[Source passage]
<<<<
HELP! - ADVC-100 & WindowsXP
Hello:
I bought the ADVC-100 and I'm using WindowsXP. The problem is that the computer won't do anything with it until a driver is installed. The ADVC does not come with any particular drivers but my WindowsXP doesn't know what to assign to it. None of my capturing programs recognize the ADVC signal because it has not been activated by the WindowsOS.
I called Canopus and they said to boot the computer, turn on the ADVC until it cycles to the Analog Input Light then hook the firewire. By waiting for the ADVC to power up it recognizes the analog-digital settings, and it is ready to tell the computer what device it is. They don't recommend to plug in the firewire cable until the ADVC is powered. Anyhow I've done that and the computer still wants a driver assigned.
[b]Can somebody please help. What driver does your computer running WindowsXP assigns to the ADVC?
This is what I get in the Device Manager when I hook the ADVC:
1. 61883 Device Class
2. AVC Device Class
3. AV/C Tape recorder (with a big yellow question mark looking for a driver)[b/]
It's the third item that prevents all the programs from seeing the ADVC.
Premiere doesn't see a signal on Video Capture, Cyberlink Power VCR II does not see the deviced hooked either, and Microsoft MovieMaker does not see it either, so I know it is not a software problem but strictly a driver problem.
Can somebody please connect and disconnect the ADVC firewire to the computer and see what items change in the Device Manager ? ...and also please tell me where in the Windows Folder those drivers or components come from ? They say they are generic drivers from the WindowsXP but that does not help me since I don't know what the names are, and the OS cannot automatically find them.
>>>>
[Position annotation records]
<<<<
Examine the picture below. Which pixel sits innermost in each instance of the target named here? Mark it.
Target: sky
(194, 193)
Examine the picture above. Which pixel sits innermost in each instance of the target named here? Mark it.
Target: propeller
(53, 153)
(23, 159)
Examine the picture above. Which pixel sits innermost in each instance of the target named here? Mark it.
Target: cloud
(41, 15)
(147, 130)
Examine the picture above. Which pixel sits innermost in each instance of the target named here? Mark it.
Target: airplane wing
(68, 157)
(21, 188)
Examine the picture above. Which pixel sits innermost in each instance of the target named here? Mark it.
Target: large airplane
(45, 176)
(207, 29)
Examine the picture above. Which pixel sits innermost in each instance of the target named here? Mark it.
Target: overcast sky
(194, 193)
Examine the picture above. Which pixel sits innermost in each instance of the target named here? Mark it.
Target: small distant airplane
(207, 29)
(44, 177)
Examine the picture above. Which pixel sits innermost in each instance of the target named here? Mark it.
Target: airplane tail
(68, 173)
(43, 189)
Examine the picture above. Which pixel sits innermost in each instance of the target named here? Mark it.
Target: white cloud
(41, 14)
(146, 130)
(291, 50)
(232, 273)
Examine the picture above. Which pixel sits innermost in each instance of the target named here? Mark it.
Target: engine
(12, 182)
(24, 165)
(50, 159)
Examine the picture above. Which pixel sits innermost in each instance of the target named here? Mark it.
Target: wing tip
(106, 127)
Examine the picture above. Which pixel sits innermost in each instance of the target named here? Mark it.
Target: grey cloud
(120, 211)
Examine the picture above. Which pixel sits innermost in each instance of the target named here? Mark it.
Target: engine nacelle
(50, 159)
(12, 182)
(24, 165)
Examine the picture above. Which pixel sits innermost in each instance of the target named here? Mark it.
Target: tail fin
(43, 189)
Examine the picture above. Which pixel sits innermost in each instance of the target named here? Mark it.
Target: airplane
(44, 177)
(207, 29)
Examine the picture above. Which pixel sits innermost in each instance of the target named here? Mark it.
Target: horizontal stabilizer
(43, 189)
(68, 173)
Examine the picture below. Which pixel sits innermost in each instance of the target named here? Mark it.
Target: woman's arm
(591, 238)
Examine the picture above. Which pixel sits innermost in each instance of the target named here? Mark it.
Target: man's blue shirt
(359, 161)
>>>>
[Exercise requirements]
[A] Name every software program that the forum post about the ADVC-100 and Windows XP reports as failing to detect the device.
[B] Extend the forum post about the ADVC-100 and Windows XP by writing what comes next, beginning after its final sentence.
The entries above are separate material and are not part of the forum post about the ADVC-100 and Windows XP.

[Responses to the exercise]
[A] Premiere, Cyberlink Power VCR II, and Microsoft MovieMaker

[B]
If you wonder how I set it up here is what I did:
1. Tried hooking VCR to the ADVC (set it to Analog Input) and connected the S-Video and Audio RCA plugs on the front, then firewire from ADVC to computer. (did try toggle on and off TV/VCR switch)
2. Tried same setup with Cable Box
3. Tried same setup with Analog Sony Camcorder
None of the setups worked.
ADVC Toggle Switches configured:
(Note settings OFF and ON are position designations not to mean you are turning something On or OFF):
Switch # ......Position................Description for this Position
01................OFF......................NTSC choice
02................ON.......................7.5IRE (chooses U.S. flavor of NTSC)
03................OFF......................chooses Locked Audio(preserves A/V sync)
04................OFF.......................48KHz / 16 bit audio
05................OFF.......................Defaul t setting to Analog Input on Power-up
06.................ON.......................select s Auto AMS (detects automatically input type)
Please help me.
Thanks in advance
HAPPY 4th of July !!!!!!!!!!!!!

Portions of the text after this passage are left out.